Text segment>
....................

From Flagship to One-Off, From Classic Style to Exotic – Will Craft Beer Author Its Own Demise?

From Flagship to One-Off, From Classic Style to Exotic – Will Craft Beer Author Its Own Demise?

by Mark E. Lasbury for Indiana On Tap

Few people watch the craft beer news and social media more than I. Craft beer is a love of mine for sure, but it’s also how I keep informed so that every once in a while I might write something worth reading. There are endless threads, discussions, and pictures – some worth more than others – everything from what are you drinking to chug videos (that trend should be over by now), from serious talks about professional brewing and stuck sparges to home brewing systems and stuck fermentations.

It isn’t often, but sometimes the entire craft beer internet will pick up on a topic or a set of related topics, and many people will be talking about the same things at the same time. This very thing happened a couple of weeks ago, where a number of articles from the beer press seemed to be talking about similar things, and then craft beer fans of all ilks started to weigh in. In this case, people were talking about the state of both flagship beers and exotic beers at craft breweries.

....................

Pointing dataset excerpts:

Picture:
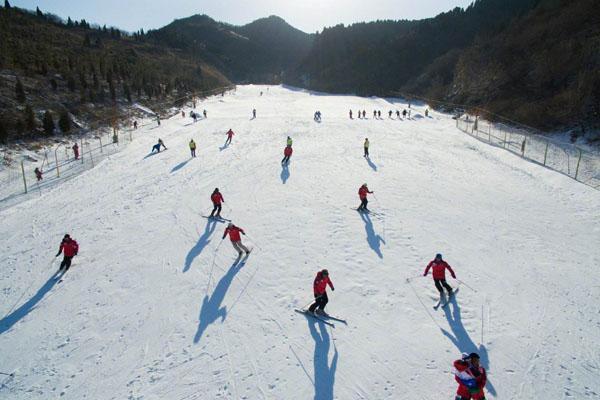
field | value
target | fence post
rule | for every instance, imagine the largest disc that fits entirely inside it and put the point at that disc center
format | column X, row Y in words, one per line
column 578, row 161
column 56, row 161
column 24, row 180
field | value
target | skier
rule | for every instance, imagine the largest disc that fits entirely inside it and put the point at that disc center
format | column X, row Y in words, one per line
column 287, row 153
column 70, row 249
column 439, row 267
column 471, row 378
column 76, row 151
column 229, row 136
column 236, row 240
column 362, row 194
column 320, row 292
column 156, row 147
column 217, row 199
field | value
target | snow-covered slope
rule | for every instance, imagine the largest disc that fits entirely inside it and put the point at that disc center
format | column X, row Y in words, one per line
column 153, row 308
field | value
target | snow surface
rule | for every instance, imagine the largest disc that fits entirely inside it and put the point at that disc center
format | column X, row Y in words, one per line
column 153, row 308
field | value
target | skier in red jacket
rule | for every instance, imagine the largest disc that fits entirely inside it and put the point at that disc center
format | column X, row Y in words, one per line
column 229, row 136
column 320, row 291
column 362, row 194
column 439, row 267
column 70, row 248
column 217, row 199
column 471, row 378
column 236, row 240
column 287, row 153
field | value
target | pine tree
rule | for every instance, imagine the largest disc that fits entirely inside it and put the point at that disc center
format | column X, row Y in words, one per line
column 48, row 123
column 29, row 119
column 19, row 91
column 64, row 122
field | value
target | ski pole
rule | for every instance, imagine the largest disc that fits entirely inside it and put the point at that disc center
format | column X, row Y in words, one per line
column 461, row 282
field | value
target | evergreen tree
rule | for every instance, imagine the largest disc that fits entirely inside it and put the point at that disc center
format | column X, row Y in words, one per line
column 29, row 119
column 48, row 123
column 19, row 91
column 64, row 122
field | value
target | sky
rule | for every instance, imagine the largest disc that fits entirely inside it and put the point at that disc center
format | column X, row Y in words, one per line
column 307, row 15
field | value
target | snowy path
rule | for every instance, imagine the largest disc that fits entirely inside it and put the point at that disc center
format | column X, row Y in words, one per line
column 154, row 308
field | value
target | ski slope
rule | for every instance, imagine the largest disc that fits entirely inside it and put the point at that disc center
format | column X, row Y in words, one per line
column 153, row 308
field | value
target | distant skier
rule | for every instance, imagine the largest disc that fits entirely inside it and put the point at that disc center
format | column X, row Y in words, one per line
column 287, row 153
column 229, row 136
column 320, row 292
column 439, row 267
column 362, row 194
column 471, row 378
column 236, row 240
column 76, row 151
column 157, row 146
column 217, row 199
column 69, row 248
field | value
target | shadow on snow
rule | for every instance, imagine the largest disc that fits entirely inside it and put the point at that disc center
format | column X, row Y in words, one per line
column 211, row 309
column 15, row 316
column 203, row 241
column 461, row 339
column 373, row 239
column 324, row 373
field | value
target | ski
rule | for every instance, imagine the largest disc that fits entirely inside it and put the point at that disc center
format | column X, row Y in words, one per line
column 309, row 314
column 218, row 219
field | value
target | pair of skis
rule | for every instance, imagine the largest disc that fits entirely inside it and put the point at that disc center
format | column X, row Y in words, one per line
column 444, row 300
column 325, row 318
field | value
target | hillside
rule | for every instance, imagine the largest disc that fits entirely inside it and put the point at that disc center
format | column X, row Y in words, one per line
column 155, row 308
column 92, row 75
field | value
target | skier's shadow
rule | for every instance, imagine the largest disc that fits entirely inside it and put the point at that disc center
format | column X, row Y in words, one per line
column 324, row 373
column 15, row 316
column 374, row 239
column 461, row 339
column 211, row 309
column 285, row 173
column 371, row 164
column 180, row 165
column 225, row 146
column 203, row 241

....................

Given instruction>
Please reproduce the craft beer article word for word, from "by Mark E. Lasbury" to "and stuck fermentations.".

Solution to this exercise>
by Mark E. Lasbury for Indiana On Tap

Few people watch the craft beer news and social media more than I. Craft beer is a love of mine for sure, but it’s also how I keep informed so that every once in a while I might write something worth reading. There are endless threads, discussions, and pictures – some worth more than others – everything from what are you drinking to chug videos (that trend should be over by now), from serious talks about professional brewing and stuck sparges to home brewing systems and stuck fermentations.